* [Excerpted data]

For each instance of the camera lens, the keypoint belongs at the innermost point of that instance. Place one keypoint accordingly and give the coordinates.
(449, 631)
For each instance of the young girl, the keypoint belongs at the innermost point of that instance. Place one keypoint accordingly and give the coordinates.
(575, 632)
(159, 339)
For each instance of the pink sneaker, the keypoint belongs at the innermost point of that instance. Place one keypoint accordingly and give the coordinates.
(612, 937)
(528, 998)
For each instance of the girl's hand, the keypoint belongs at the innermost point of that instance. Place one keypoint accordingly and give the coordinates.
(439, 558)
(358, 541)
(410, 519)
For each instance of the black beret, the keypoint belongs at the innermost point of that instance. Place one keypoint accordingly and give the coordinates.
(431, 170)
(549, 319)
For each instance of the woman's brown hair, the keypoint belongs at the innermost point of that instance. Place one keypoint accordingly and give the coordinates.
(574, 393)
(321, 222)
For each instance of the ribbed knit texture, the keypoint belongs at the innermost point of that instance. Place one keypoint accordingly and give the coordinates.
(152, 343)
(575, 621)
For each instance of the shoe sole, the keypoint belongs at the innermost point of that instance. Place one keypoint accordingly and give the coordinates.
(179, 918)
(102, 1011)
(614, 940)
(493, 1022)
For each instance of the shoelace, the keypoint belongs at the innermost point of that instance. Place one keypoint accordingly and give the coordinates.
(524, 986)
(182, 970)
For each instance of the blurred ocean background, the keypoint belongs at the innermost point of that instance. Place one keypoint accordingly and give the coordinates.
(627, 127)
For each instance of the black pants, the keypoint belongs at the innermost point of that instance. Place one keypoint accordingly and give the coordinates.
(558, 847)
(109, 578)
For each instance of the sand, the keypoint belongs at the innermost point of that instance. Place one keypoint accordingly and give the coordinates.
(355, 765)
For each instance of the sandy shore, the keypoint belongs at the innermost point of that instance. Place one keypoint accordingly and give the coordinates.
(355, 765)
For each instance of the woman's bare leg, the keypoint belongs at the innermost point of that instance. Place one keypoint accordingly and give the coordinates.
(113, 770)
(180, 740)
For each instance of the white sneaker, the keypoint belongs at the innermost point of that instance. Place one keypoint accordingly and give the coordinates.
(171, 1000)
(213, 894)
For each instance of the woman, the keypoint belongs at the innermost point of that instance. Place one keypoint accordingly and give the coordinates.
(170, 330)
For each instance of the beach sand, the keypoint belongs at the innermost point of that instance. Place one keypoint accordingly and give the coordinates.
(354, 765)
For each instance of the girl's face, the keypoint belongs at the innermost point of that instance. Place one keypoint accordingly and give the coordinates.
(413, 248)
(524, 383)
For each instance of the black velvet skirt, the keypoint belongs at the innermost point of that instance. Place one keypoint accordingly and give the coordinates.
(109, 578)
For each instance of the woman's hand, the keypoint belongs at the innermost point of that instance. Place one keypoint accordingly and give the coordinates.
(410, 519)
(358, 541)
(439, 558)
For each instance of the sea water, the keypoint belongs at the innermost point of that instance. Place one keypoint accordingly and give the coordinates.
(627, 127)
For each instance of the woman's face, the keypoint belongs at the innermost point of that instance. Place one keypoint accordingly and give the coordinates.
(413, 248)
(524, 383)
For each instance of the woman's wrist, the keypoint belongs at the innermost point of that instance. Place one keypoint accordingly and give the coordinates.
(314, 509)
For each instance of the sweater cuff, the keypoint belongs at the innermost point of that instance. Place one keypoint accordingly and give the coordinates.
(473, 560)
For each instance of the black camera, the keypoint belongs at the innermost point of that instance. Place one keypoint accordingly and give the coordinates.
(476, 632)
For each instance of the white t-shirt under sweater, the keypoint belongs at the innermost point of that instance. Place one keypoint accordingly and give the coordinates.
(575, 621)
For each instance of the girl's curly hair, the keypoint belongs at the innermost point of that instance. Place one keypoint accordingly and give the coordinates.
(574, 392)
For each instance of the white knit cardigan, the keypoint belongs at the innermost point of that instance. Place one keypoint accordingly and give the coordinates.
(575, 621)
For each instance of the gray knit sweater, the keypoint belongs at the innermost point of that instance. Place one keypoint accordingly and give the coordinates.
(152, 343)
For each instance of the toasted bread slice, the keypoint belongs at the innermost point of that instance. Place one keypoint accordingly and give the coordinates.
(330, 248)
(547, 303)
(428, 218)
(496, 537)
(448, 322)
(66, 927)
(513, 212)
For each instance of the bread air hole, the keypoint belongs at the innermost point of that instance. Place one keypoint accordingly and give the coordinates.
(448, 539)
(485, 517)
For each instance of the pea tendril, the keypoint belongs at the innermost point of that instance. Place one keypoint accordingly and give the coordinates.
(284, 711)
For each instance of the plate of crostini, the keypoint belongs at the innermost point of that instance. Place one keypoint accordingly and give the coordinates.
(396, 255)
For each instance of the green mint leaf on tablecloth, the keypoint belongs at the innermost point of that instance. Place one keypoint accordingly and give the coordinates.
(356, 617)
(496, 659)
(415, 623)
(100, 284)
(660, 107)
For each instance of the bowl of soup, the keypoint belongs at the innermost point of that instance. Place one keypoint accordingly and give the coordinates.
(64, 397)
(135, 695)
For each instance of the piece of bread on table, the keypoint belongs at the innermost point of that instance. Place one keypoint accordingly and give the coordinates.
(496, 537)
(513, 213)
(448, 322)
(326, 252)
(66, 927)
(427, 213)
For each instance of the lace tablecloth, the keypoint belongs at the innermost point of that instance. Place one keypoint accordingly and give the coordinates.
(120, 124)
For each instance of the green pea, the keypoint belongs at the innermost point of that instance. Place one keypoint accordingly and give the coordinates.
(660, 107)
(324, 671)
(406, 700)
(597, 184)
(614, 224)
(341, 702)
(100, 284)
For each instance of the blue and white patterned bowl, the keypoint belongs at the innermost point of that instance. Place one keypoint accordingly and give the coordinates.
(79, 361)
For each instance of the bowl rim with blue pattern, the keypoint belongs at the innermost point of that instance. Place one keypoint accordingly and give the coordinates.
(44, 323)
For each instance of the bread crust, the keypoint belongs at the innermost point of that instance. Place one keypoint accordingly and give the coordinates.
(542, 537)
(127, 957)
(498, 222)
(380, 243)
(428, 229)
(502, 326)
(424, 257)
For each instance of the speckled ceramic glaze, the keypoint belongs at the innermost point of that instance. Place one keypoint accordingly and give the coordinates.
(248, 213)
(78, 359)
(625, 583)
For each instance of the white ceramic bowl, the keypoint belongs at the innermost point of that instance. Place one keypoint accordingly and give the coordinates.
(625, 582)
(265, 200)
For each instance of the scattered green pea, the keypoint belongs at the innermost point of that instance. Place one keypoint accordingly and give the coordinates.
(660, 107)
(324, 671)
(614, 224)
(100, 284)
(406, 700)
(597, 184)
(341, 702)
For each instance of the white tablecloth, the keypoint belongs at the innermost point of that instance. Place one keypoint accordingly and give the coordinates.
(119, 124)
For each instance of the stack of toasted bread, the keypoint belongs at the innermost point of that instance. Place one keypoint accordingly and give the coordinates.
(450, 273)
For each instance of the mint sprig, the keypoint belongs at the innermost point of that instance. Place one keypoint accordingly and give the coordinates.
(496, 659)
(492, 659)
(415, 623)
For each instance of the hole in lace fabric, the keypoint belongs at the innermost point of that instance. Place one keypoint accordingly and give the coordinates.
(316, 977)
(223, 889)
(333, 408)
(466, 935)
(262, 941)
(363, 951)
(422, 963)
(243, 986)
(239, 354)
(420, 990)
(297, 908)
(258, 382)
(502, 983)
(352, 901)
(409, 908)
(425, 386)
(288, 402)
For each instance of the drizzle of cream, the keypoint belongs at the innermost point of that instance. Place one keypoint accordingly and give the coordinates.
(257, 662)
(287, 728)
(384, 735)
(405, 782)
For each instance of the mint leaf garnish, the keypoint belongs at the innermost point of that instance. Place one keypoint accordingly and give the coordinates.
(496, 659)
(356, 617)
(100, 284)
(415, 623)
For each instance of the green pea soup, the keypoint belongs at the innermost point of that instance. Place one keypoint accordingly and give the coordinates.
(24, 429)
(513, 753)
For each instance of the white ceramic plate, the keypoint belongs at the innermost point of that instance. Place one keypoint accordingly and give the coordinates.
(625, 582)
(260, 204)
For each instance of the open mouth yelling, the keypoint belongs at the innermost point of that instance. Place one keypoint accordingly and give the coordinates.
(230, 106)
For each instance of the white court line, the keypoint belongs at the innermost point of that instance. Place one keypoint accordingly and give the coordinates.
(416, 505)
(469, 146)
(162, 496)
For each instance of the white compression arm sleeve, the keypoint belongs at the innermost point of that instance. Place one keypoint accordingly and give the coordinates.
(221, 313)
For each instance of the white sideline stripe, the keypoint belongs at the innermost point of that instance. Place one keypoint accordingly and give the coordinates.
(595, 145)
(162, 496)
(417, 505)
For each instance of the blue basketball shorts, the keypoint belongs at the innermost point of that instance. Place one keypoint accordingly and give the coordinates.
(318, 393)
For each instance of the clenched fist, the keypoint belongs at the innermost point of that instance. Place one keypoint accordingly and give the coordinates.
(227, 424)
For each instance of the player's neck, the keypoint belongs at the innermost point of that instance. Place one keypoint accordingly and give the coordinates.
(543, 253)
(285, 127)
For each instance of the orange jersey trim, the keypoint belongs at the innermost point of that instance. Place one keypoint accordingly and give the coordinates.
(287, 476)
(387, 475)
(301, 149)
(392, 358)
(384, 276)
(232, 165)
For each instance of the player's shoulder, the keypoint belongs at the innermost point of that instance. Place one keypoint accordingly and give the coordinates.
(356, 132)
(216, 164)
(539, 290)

* [Goal]
Which lines run from the one containing "For each instance of the open" to the end of the entries above? Quote exactly those, and only those.

* [Exercise solution]
For each instance of the open mouth yelling, the keypoint belongs at the innermost point of that instance. Place one keypoint accordingly and give the coordinates.
(230, 106)
For each instance of the white court line, the keypoint belongs at the innermost point of that instance. Place one keypoint accordingly and give the coordinates.
(416, 505)
(469, 146)
(162, 496)
For each instance of the white compression arm sleeve, the keypoint belongs at the innermost point of that instance. Place one keypoint accordingly and give the coordinates.
(221, 313)
For each instance of the white sideline stripe, the keypoint belongs at the innermost point of that instance. Place one keypoint accordingly and give the coordinates.
(595, 145)
(162, 496)
(417, 505)
For each instance of the blue basketball shorts, the keypoint belongs at the innermost point of that instance. Place one keypoint accordingly and give the coordinates.
(318, 393)
For each instance of the clenched fist, the keypoint belongs at the innermost point of that instance. Place one keypoint accordingly and give the coordinates.
(227, 424)
For each instance of the player's neck, the keypoint belongs at the innermost point of that instance. Place one keypoint accordingly and give the coordinates.
(543, 253)
(285, 127)
For each instance of the orange jersey trim, the keypoint belongs at the innermost point of that instance. Place one keypoint accordingly and give the coordinates.
(287, 476)
(387, 475)
(301, 149)
(392, 358)
(384, 276)
(232, 165)
For each instance of the player's shoulder, the keypoint belongs at the innermost point of that instance. Place one keypoint accordingly and give the coordinates.
(356, 132)
(216, 164)
(539, 290)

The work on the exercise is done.